*Kutipan Dokumen*
▬▬▬▬▬▬
Oleh Eka Budianta, Penyair – Testimoni ini Eka Budianta sampaikan pada Malam Anugerah Sastra dan Kebudayaan 2024 dari Dinas Kebudayaan DKI kepada Taufiq Ismail di Taman Ismail Marzuki pada Selasa, 25 Juni 2024.
Taufiq Ismail adalah penyair pertama yang saya tulisi surat. Waktu itu tahun 1972. Saya kelas dua SMA di Malang dan mulai getol menulis puisi.
Saya ingin pergi ke Amerika Serikat melalui program American Field Service (AFS). Ariel Heryanto penerima beasiswa AFS sebelumnya berkata, “Taufiq Ismail sudah mengikuti AFS pada tahun 1950-an dan kini menjadi pengurusnya.” Maka saya beranikan diri pada beliau, untuk menyatakan keinginan yang sama.
Saya dipanggil ke Surabaya sebagai satu dari 14 finalis. Meskipun akhirnya tidak berhasil berangkat, saya bangga mengingat dipilih dari ratusan calon.
Pada 1974 saya lulus SMA dan mendaftar ke Lembaga Pendidikan Kesenian Jakarta (LPKJ) yang dipimpin oleh Taufiq Ismail sebagai rektornya. Kurang dari sebulan saya mengikuti kuliah di Taman Ismail Marzuki, berkat ditraktir oleh sineas Nurhadie Irawan.
Pada bulan Februari 1975 saya diterima di Jurusan Jepang, Fakultas Sastra Universitas Indonesia (FSUI) di Rawamangun. Ketika keluarga Taufiq Ismail mulai tinggal di Jalan Utankayu, saya perlukan mengunjunginya. “Hati-hati! Eka selalu berdiri tegap kalau mendengar televisi menyanyikan lagu Indonesia Raya,” begitu komentar Mbak Ati Esiati, isteri penyair yang saya kagumi ini.
Jasa Taufiq Ismail bagi saya yang paling penting adalah “memberikan tanah air Indonesia.” Puisinya “Kembalikan Indonesia Padaku!” memupuk dan membangkitkan cinta yang mendalam kepada negeri, bangsa dan sejarah Indonesia.
▬▬▬▬▬▬
*Data yang Diberikan*
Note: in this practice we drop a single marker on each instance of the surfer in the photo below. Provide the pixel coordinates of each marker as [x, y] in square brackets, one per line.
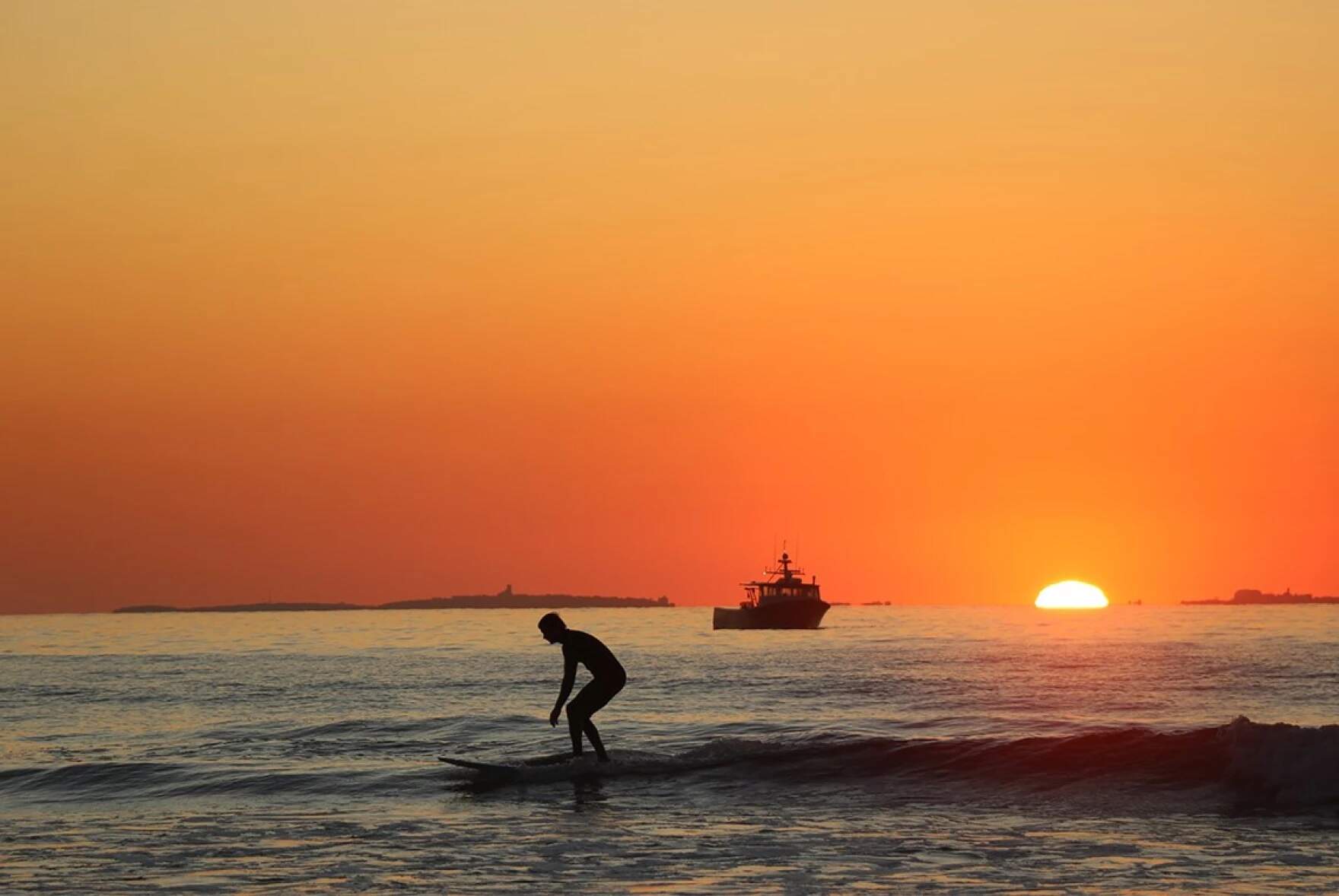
[607, 679]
▬▬▬▬▬▬
*Instruksi A*
Tuliskan kembali tanpa perubahan bagian testimoni tentang Taufiq Ismail yang diawali kata-kata yang memuat "Saya dipanggil ke" dan diakhiri dengan "saya kagumi ini.".
*Instruksi B*
Terjemahkan kalimat "Saya dipanggil ke Surabaya sebagai satu dari 14 finalis." dari testimoni tentang Taufiq Ismail ke dalam bahasa Inggris.
*Instruksi C*
Berikan lanjutan testimoni tentang Taufiq Ismail, mulai setelah kalimat terakhir yang tercantum.

*Hasil Latihan A*
Saya dipanggil ke Surabaya sebagai satu dari 14 finalis. Meskipun akhirnya tidak berhasil berangkat, saya bangga mengingat dipilih dari ratusan calon.
Pada 1974 saya lulus SMA dan mendaftar ke Lembaga Pendidikan Kesenian Jakarta (LPKJ) yang dipimpin oleh Taufiq Ismail sebagai rektornya. Kurang dari sebulan saya mengikuti kuliah di Taman Ismail Marzuki, berkat ditraktir oleh sineas Nurhadie Irawan.
Pada bulan Februari 1975 saya diterima di Jurusan Jepang, Fakultas Sastra Universitas Indonesia (FSUI) di Rawamangun. Ketika keluarga Taufiq Ismail mulai tinggal di Jalan Utankayu, saya perlukan mengunjunginya. “Hati-hati! Eka selalu berdiri tegap kalau mendengar televisi menyanyikan lagu Indonesia Raya,” begitu komentar Mbak Ati Esiati, isteri penyair yang saya kagumi ini.

*Hasil Latihan B*
I was called to Surabaya as one of 14 finalists.

*Hasil Latihan C*
Setiap kali membaca puisi itu, saya merasakan Indonesia adalah segala-galanya. Konon, sajak itu ditulis oleh Taufiq Ismail di luar negeri. Mungkin di New York atau di Paris. Baginya, di mana pun berada, Indonesia selalu dalam pikiran dan hatinya.
Ayah Taufiq Ismail bernama A. Gaffar Ismail (1910-1998) asal Banuhampu, Agam. Ibunya dan Sitti Nur Muhammad Nur (1912-1982) asal Pandai Sikek, Tanah Datar, Sumatera Barat. Pada suatu hari saya mendapat kiriman buku Dust on Dust (Debu di Atas Debu) dari Pak Taufiq Ismail. Buku itu setebal 1.400-an halaman dalam tiga jilid. Jilid pertama mulai dengan puisi Doa Dalam Lagu. “Ibuku karena engkau merahimiku / Merendalah tenteram karena besarlah anakmu. // Ayahku karena engkau menatahku / Berlegalah di kursi angguk, laki-laki anakmu. // Tuhanku karena aku karat di kakiMu / Beri mereka kesejukan dalam dan biru.”
Puisi itu masuk dalam periode 1953-1960. Jadi, puisi pertama dalam buku itu dipersembahkan untuk Ibu, Ayah dan Tuhan yang menciptakan penyair Taufiq Ismail. Menurut saya ibu adalah yang paling penting dari semuanya. Ibunya menemani Taufiq Ismail sejak sekolah rakyat di Surakarta, Semarang dan Yogyakarta. Kalau ada pertanyaan pertama yang perlu dijawab adalah siapa yang melahirkan Taufiq Ismail itu? Jawabnya adalah Ibu Sitti Nur, asalnya dari Pandai Sikek, Tanah Datar.
Sungguh beruntung saya mendapat kiriman tiket dari Mbak Ati Esiyati Ismail untuk mengunjungi Rumah Puisi Taufiq Ismail di Sumatera Barat.
Di sana Pak Taufiq Ismail bertanya, apakah saya sudah punya koleksi lengkap puisinya? Saya jawab, “Ya, sudah pernah dikirim oleh Redaksi Majalah Horison.”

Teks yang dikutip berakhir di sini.